- Text to read:

● ● ● ●

Mohamed Abd Al-Jawad

Personal information
- Full name: Mohamed Abed Abd Al-Jawad
- Date of birth: 28 November 1962 (age 62)
- Place of birth: Jeddah, Saudi Arabia
- Height: 1.65 m (5 ft 5 in)
- Position(s): Left back

Senior career*
- Years: Team / Apps / (Gls)
- 1980–1995: Al-Ahli

International career
- 1981–1994: Saudi Arabia / 122 / (7)

= Mohamed Abd Al-Jawad =

Saudi Arabian footballer

Mohamed Abed Abd Al-Jawad (مُحَمَّد عَابِد عَبْد الْجَوَاد, born 28 November 1962 in Jeddah) is a former Saudi Arabian football defender. He is nicknamed the flying wing. Mário Zagallo gave him his number 13 in Saudi national team while he was training Saudi National team, Abd Al-Jawad played with the Saudi national team from 1980 to 1994 and played for Al-Ahli from 1978 to 1995. Now works as an agent for football (soccer) players.

● ● ● ●

- Stored records:
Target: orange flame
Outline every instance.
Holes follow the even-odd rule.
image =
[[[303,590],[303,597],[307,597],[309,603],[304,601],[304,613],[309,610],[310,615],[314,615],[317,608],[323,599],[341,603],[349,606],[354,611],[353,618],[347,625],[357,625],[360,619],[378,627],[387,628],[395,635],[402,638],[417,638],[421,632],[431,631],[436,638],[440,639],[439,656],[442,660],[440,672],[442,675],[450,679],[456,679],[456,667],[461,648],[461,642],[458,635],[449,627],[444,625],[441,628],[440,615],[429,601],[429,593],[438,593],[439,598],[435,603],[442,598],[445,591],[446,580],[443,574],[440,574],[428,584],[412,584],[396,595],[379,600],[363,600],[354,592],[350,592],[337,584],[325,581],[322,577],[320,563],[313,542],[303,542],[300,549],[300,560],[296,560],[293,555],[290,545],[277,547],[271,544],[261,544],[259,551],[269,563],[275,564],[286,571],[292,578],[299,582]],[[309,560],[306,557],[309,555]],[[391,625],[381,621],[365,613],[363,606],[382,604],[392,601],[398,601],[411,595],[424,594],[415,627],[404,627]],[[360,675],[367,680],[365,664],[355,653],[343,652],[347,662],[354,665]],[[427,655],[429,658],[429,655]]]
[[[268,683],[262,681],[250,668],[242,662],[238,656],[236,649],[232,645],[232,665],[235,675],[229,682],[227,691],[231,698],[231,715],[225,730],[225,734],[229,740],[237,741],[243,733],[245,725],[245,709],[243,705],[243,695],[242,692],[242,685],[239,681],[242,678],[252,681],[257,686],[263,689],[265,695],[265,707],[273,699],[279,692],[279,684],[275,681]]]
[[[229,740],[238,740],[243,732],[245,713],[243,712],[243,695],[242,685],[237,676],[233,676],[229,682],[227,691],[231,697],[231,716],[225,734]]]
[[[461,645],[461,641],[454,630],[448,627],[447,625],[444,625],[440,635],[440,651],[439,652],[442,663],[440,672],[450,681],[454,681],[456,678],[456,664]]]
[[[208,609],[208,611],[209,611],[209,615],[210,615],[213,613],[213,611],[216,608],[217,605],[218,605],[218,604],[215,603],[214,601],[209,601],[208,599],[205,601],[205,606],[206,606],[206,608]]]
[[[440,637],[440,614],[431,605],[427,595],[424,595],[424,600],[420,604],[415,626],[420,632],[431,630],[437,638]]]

● ● ● ●

- Written request A:
What nickname does the article on Mohamed Abd Al-Jawad give him?
- Written request B:
Please translate this sentence from the article on Mohamed Abd Al-Jawad into Spanish: "He is nicknamed the flying wing."
- Written request C:
Extend the article on Mohamed Abd Al-Jawad by writing the next few sentences after its final one.

- Written response A:
The flying wing.

- Written response B:
Lo apodan el ala voladora.

- Written response C:
==Achievements==
Al-Ahli
- Saudi Premier League : 1977–78, 1983–84
- King Cup : 1978, 1979, 1983
- Gulf Club Champions Cup : 1985
- Prince Faisal bin Fahd League : 1982
Saudi Arabia
- AFC Asian Cup:
Winner: 1984, 1988

==Personal life==
After retirement, Abd Al-Jawad works as analyst and interviewer on TV. Aside from Arabic, he is fluent in English and Portuguese.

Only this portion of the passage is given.